* _TASK TO CARRY OUT_
Please quote each of the following records word for word, leaving every line unchanged.

* _Segmentation labeling entries_
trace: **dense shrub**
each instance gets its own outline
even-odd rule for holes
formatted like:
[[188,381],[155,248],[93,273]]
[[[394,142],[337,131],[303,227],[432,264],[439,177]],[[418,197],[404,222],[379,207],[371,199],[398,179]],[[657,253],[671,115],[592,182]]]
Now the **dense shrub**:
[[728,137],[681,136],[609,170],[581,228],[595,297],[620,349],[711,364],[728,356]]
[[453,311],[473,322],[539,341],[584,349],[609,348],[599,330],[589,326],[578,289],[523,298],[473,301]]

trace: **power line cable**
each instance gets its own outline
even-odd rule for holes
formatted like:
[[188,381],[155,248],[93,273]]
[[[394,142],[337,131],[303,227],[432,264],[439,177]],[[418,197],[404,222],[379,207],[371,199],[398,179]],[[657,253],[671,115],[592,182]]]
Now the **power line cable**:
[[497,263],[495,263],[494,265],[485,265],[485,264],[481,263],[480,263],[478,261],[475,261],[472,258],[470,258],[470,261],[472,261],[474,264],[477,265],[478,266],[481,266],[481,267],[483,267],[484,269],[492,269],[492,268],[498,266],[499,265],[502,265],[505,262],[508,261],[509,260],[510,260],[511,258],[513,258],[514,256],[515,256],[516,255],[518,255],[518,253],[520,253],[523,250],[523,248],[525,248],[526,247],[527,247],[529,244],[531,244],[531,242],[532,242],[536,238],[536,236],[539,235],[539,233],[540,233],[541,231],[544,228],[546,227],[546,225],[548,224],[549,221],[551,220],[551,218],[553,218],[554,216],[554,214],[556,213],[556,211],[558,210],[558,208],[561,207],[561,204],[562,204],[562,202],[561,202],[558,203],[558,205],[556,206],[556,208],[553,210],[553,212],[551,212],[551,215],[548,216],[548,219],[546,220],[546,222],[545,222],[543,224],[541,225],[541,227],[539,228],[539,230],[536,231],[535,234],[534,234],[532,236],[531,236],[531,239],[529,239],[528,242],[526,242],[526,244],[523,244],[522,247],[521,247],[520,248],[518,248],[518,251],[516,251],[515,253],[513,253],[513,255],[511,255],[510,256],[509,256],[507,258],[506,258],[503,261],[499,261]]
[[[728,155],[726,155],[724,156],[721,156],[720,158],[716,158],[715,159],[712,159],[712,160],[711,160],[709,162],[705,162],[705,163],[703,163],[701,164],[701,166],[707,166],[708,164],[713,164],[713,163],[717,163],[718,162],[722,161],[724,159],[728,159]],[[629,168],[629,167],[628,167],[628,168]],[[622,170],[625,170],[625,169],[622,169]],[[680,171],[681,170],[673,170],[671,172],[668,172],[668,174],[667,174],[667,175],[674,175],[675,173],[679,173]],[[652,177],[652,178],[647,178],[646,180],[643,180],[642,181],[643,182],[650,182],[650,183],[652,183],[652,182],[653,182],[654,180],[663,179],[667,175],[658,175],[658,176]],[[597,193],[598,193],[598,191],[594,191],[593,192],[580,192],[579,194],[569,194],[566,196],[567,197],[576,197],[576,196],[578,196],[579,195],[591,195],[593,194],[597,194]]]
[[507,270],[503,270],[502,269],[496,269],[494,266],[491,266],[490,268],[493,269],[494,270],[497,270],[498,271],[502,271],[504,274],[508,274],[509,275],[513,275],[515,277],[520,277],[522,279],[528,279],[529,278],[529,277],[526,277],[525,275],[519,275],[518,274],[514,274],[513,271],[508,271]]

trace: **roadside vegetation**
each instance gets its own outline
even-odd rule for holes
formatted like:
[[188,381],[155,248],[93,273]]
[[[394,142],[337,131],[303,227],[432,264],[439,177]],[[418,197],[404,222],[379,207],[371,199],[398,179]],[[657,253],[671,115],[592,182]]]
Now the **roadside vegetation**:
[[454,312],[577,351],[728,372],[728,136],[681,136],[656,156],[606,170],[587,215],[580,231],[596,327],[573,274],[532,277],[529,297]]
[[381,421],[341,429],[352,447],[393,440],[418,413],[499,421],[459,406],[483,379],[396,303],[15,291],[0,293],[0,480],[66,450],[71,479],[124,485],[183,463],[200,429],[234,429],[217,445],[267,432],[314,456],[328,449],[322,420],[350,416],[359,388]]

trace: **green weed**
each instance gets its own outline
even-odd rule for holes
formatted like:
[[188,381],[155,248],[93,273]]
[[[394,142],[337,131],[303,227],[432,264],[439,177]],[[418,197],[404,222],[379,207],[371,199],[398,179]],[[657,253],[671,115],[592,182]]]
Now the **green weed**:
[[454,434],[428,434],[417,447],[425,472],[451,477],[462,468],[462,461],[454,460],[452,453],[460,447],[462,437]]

* _SOLUTION_
trace: **dense shrub**
each instance gets its own outline
even-odd rule for holes
formatted like:
[[188,381],[155,248],[93,273]]
[[[394,142],[337,131],[303,227],[432,264],[439,177]],[[418,197],[404,222],[379,207],[371,199],[398,179]],[[657,253],[671,115],[592,182]]]
Now the **dense shrub**:
[[728,137],[681,136],[609,170],[581,228],[595,297],[620,349],[711,364],[728,356]]
[[453,311],[473,322],[539,341],[584,349],[609,348],[599,330],[589,326],[578,289],[523,298],[473,301]]

trace: **power line cable**
each instance gets its own outline
even-odd rule for holes
formatted like:
[[188,381],[155,248],[93,273]]
[[[394,142],[337,131],[303,227],[432,264],[439,177]],[[418,197],[404,222],[379,207],[371,199],[398,179]],[[657,253],[671,115],[592,182]]]
Now the **power line cable**:
[[497,263],[495,263],[494,265],[485,265],[485,264],[481,263],[480,263],[478,261],[475,261],[472,258],[470,258],[470,261],[472,261],[474,264],[477,265],[478,266],[481,266],[481,267],[483,267],[484,269],[492,269],[492,268],[498,266],[499,265],[502,265],[505,262],[508,261],[509,260],[510,260],[511,258],[513,258],[514,256],[515,256],[516,255],[518,255],[518,253],[520,253],[523,250],[523,248],[525,248],[526,247],[527,247],[529,244],[531,244],[531,242],[532,242],[536,238],[536,236],[539,235],[539,233],[540,233],[541,231],[544,228],[546,227],[546,225],[548,224],[549,221],[551,220],[551,218],[553,218],[554,216],[554,214],[556,213],[556,211],[558,210],[558,208],[561,207],[561,204],[562,204],[562,202],[561,202],[558,203],[558,205],[556,206],[556,208],[553,210],[553,212],[551,212],[551,215],[548,216],[548,219],[546,220],[546,222],[545,222],[543,224],[541,225],[541,227],[539,228],[539,230],[536,231],[535,234],[534,234],[532,236],[531,236],[531,239],[529,239],[528,242],[526,242],[526,244],[523,244],[522,247],[521,247],[520,248],[518,248],[518,251],[516,251],[515,253],[513,253],[513,255],[511,255],[510,256],[509,256],[507,258],[506,258],[503,261],[499,261]]
[[[728,155],[726,155],[724,156],[721,156],[720,158],[716,158],[715,159],[712,159],[712,160],[711,160],[709,162],[705,162],[705,163],[703,163],[701,164],[701,166],[707,166],[708,164],[713,164],[713,163],[717,163],[718,162],[722,161],[724,159],[728,159]],[[629,168],[629,167],[628,167],[628,168]],[[622,170],[625,170],[625,169],[622,169]],[[680,171],[681,170],[673,170],[671,172],[668,172],[668,174],[667,174],[667,175],[674,175],[675,173],[679,173]],[[652,177],[652,178],[647,178],[646,180],[643,180],[642,181],[643,182],[650,182],[650,183],[652,183],[652,182],[653,182],[654,180],[663,179],[667,175],[658,175],[658,176]],[[597,193],[598,193],[598,191],[594,191],[593,192],[580,192],[579,194],[569,194],[566,196],[567,197],[576,197],[576,196],[578,196],[579,195],[591,195],[593,194],[597,194]]]
[[507,270],[503,270],[502,269],[496,269],[494,266],[491,266],[490,268],[493,269],[494,270],[497,270],[498,271],[502,271],[504,274],[508,274],[509,275],[513,275],[515,277],[520,277],[522,279],[528,279],[529,278],[529,277],[526,277],[525,275],[519,275],[518,274],[514,274],[513,271],[508,271]]

trace: **roadside vegetation**
each instance gets its own outline
even-odd rule for holes
formatted like:
[[188,381],[155,248],[93,273]]
[[[394,142],[337,131],[303,227],[432,264],[439,177]],[[418,197],[404,222],[379,207],[371,199],[398,179]],[[657,253],[671,115],[592,182]]]
Now the **roadside vegetation**:
[[454,312],[577,351],[728,372],[728,136],[681,136],[656,156],[606,170],[587,215],[580,231],[596,327],[573,274],[532,277],[529,297]]
[[381,421],[341,429],[352,447],[393,440],[418,413],[499,421],[459,406],[483,379],[396,303],[15,291],[0,293],[0,480],[66,450],[71,479],[124,485],[183,463],[200,429],[234,429],[217,445],[267,432],[314,456],[328,449],[322,420],[350,416],[359,388]]

trace: **green weed**
each instance gets its own outline
even-odd rule for holes
formatted like:
[[188,381],[155,248],[93,273]]
[[[394,142],[337,131],[303,227],[432,264],[439,177]],[[418,197],[404,222],[379,207],[371,199],[398,179]],[[657,253],[671,115],[592,182]]]
Now the **green weed**:
[[454,434],[428,434],[417,447],[425,472],[451,477],[462,468],[462,461],[454,460],[452,453],[460,447],[462,437]]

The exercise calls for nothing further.